The problem: Every entry, from the first line to the last, should be output exactly.

Records provided:
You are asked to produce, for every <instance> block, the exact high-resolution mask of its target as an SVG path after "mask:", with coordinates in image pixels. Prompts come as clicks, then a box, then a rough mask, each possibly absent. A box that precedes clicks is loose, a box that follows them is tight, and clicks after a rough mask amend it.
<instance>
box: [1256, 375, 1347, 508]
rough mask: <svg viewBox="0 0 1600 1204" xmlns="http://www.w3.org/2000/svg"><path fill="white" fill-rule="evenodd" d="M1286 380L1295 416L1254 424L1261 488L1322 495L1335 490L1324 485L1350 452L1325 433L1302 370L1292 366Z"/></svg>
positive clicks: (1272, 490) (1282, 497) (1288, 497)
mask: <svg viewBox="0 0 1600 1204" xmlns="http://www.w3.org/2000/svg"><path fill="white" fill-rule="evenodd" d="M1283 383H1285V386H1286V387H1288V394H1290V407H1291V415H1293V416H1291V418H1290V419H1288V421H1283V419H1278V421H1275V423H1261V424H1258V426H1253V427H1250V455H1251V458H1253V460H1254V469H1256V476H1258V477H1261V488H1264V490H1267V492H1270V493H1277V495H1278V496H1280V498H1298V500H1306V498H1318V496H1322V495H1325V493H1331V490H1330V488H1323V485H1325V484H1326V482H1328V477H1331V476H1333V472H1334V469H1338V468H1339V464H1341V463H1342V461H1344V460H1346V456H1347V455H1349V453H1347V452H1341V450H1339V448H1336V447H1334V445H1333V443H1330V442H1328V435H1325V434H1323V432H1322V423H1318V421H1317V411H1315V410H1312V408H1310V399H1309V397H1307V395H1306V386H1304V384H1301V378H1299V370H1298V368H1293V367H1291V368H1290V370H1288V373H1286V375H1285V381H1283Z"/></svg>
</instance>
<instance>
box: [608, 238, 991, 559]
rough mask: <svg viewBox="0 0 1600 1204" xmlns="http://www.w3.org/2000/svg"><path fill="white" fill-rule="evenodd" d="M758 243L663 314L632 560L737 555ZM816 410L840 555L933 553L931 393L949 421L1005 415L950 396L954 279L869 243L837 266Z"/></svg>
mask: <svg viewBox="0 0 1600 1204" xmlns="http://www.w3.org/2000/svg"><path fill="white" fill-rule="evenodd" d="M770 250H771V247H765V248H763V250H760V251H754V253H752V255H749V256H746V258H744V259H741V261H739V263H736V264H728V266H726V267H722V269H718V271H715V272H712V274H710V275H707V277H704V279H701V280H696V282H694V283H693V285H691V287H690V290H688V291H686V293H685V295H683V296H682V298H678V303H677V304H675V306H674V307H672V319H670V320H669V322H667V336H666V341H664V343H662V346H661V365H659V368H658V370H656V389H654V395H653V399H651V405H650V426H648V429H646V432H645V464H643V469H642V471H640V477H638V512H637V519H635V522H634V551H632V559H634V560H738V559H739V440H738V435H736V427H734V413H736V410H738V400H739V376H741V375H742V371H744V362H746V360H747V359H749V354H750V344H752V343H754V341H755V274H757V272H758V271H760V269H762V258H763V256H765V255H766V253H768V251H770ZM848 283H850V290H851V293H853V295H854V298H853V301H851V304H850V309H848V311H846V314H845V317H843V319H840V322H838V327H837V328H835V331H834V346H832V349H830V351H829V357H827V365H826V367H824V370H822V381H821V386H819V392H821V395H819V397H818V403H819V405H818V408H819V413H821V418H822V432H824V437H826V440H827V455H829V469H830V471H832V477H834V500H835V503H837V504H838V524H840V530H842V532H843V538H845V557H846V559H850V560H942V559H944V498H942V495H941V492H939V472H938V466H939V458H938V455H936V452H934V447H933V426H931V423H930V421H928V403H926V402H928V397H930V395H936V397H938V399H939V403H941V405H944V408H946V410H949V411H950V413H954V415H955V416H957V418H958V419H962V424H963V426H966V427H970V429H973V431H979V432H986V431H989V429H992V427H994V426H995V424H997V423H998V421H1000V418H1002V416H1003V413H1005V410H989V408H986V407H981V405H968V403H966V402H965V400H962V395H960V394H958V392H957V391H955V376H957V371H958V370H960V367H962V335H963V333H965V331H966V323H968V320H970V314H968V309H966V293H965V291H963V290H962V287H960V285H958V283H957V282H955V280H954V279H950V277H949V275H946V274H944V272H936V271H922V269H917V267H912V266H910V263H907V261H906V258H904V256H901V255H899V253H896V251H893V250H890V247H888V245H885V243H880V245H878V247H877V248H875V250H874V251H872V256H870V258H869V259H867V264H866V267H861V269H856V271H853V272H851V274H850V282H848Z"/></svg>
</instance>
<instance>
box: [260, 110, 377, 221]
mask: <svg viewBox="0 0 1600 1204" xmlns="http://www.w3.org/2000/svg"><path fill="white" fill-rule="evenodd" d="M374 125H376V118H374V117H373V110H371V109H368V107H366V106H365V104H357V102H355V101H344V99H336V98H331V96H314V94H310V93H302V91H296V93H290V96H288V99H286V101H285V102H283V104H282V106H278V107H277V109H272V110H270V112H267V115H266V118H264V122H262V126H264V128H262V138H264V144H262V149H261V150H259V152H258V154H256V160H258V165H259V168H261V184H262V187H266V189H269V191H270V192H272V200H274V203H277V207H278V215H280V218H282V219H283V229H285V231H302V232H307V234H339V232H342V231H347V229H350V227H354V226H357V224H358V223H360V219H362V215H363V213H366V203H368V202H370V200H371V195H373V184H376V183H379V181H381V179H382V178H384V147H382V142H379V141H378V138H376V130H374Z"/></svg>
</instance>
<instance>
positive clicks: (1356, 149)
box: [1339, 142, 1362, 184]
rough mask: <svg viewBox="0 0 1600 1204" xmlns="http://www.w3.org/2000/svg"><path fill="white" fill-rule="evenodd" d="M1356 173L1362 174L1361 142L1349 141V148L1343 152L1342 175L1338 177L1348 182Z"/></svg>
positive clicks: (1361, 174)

Answer to the problem:
You are asked to produce, for every <instance> block, the exact high-resolution mask of its target as an SVG path after "mask:", with coordinates in image pixels. Prompts come as clicks, then a box, then a rough mask, each possibly absent. A box that precedes clicks is loose, a box that follows them is tight, and clicks after a rough mask amend it.
<instance>
box: [1256, 375, 1347, 508]
rough mask: <svg viewBox="0 0 1600 1204" xmlns="http://www.w3.org/2000/svg"><path fill="white" fill-rule="evenodd" d="M1286 380L1295 416L1254 424L1261 488L1322 495L1335 490L1324 485L1350 452L1325 433L1302 370L1292 366Z"/></svg>
positive clicks: (1272, 490) (1282, 497) (1288, 497)
mask: <svg viewBox="0 0 1600 1204" xmlns="http://www.w3.org/2000/svg"><path fill="white" fill-rule="evenodd" d="M1283 383H1285V386H1286V387H1288V394H1290V407H1291V415H1293V416H1291V418H1290V419H1288V421H1283V419H1278V421H1275V423H1261V424H1258V426H1253V427H1250V455H1251V458H1253V460H1254V469H1256V476H1258V477H1261V488H1264V490H1267V492H1270V493H1277V495H1278V496H1280V498H1298V500H1306V498H1318V496H1322V495H1325V493H1331V490H1330V488H1323V485H1325V484H1326V482H1328V477H1331V476H1333V472H1334V469H1338V468H1339V464H1341V463H1342V461H1344V460H1346V456H1347V455H1349V453H1347V452H1341V450H1339V448H1336V447H1334V445H1333V443H1330V442H1328V435H1325V434H1323V432H1322V423H1318V421H1317V411H1315V410H1312V408H1310V399H1309V397H1307V395H1306V386H1304V384H1301V378H1299V370H1298V368H1293V367H1291V368H1290V370H1288V373H1286V375H1285V381H1283Z"/></svg>
</instance>
<instance>
box: [608, 238, 991, 559]
rough mask: <svg viewBox="0 0 1600 1204" xmlns="http://www.w3.org/2000/svg"><path fill="white" fill-rule="evenodd" d="M758 243L663 314L632 560L737 555ZM816 410L840 555L933 553L931 393L949 421L1005 415L950 396L954 279L869 243L837 266Z"/></svg>
mask: <svg viewBox="0 0 1600 1204" xmlns="http://www.w3.org/2000/svg"><path fill="white" fill-rule="evenodd" d="M770 250H771V247H765V248H763V250H760V251H754V253H752V255H749V256H746V258H744V259H741V261H739V263H736V264H728V266H726V267H722V269H718V271H715V272H712V274H710V275H707V277H704V279H701V280H696V282H694V283H693V285H691V287H690V290H688V291H686V293H685V295H683V296H682V298H678V303H677V304H675V306H674V307H672V319H670V320H669V322H667V336H666V341H664V343H662V346H661V365H659V368H658V370H656V389H654V395H653V399H651V405H650V426H648V429H646V432H645V464H643V469H642V471H640V477H638V512H637V519H635V522H634V551H632V559H634V560H738V559H739V440H738V435H736V427H734V413H736V410H738V400H739V376H741V375H742V371H744V362H746V360H747V359H749V354H750V344H752V343H754V341H755V274H757V272H758V271H760V269H762V258H763V256H765V255H766V253H768V251H770ZM848 283H850V290H851V293H853V295H854V298H853V301H851V304H850V309H848V311H846V314H845V317H843V319H840V322H838V327H837V328H835V331H834V346H832V349H830V351H829V357H827V365H826V367H824V370H822V381H821V386H819V392H821V395H819V397H818V403H819V405H818V408H819V413H821V418H822V432H824V437H826V440H827V455H829V469H830V471H832V477H834V500H835V503H837V504H838V524H840V530H842V532H843V538H845V557H846V559H850V560H942V559H944V498H942V495H941V492H939V472H938V466H939V458H938V455H936V452H934V447H933V426H931V423H930V421H928V403H926V402H928V397H930V395H936V397H938V399H939V403H941V405H944V408H946V410H949V411H950V413H954V415H955V416H957V418H958V419H962V424H963V426H966V427H970V429H973V431H979V432H986V431H989V429H992V427H994V426H995V424H997V423H998V421H1000V418H1002V416H1003V413H1005V410H989V408H986V407H981V405H968V403H966V402H965V400H962V395H960V394H958V392H957V391H955V376H957V371H958V370H960V367H962V335H963V333H965V331H966V323H968V320H970V314H968V309H966V293H965V291H963V290H962V287H960V285H958V283H957V282H955V280H954V279H950V277H949V275H946V274H944V272H936V271H922V269H917V267H912V266H910V263H907V261H906V258H904V256H901V255H899V253H896V251H893V250H890V247H888V245H885V243H880V245H878V247H877V248H875V250H874V251H872V256H870V258H869V259H867V264H866V267H861V269H856V271H853V272H851V274H850V282H848Z"/></svg>
</instance>
<instance>
box: [260, 110, 377, 221]
mask: <svg viewBox="0 0 1600 1204" xmlns="http://www.w3.org/2000/svg"><path fill="white" fill-rule="evenodd" d="M374 125H376V118H374V117H373V110H371V109H368V107H366V106H365V104H357V102H355V101H344V99H336V98H331V96H314V94H310V93H302V91H296V93H290V96H288V99H286V101H285V102H283V104H282V106H278V107H277V109H272V110H270V112H267V115H266V118H264V122H262V126H264V128H262V138H264V144H262V149H261V150H259V152H258V154H256V160H258V165H259V168H261V184H262V187H266V189H269V191H270V192H272V200H274V203H277V207H278V215H280V218H282V219H283V229H285V231H302V232H307V234H339V232H342V231H347V229H350V227H354V226H357V224H358V223H360V219H362V215H363V213H366V203H368V202H370V200H371V195H373V184H376V183H379V181H381V179H382V178H384V147H382V142H379V141H378V138H376V130H374Z"/></svg>
</instance>
<instance>
positive clicks: (1356, 149)
box: [1339, 142, 1362, 184]
rough mask: <svg viewBox="0 0 1600 1204" xmlns="http://www.w3.org/2000/svg"><path fill="white" fill-rule="evenodd" d="M1356 173L1362 174L1361 142L1349 141V148L1343 152L1342 175L1338 177L1348 182Z"/></svg>
positive clicks: (1361, 174)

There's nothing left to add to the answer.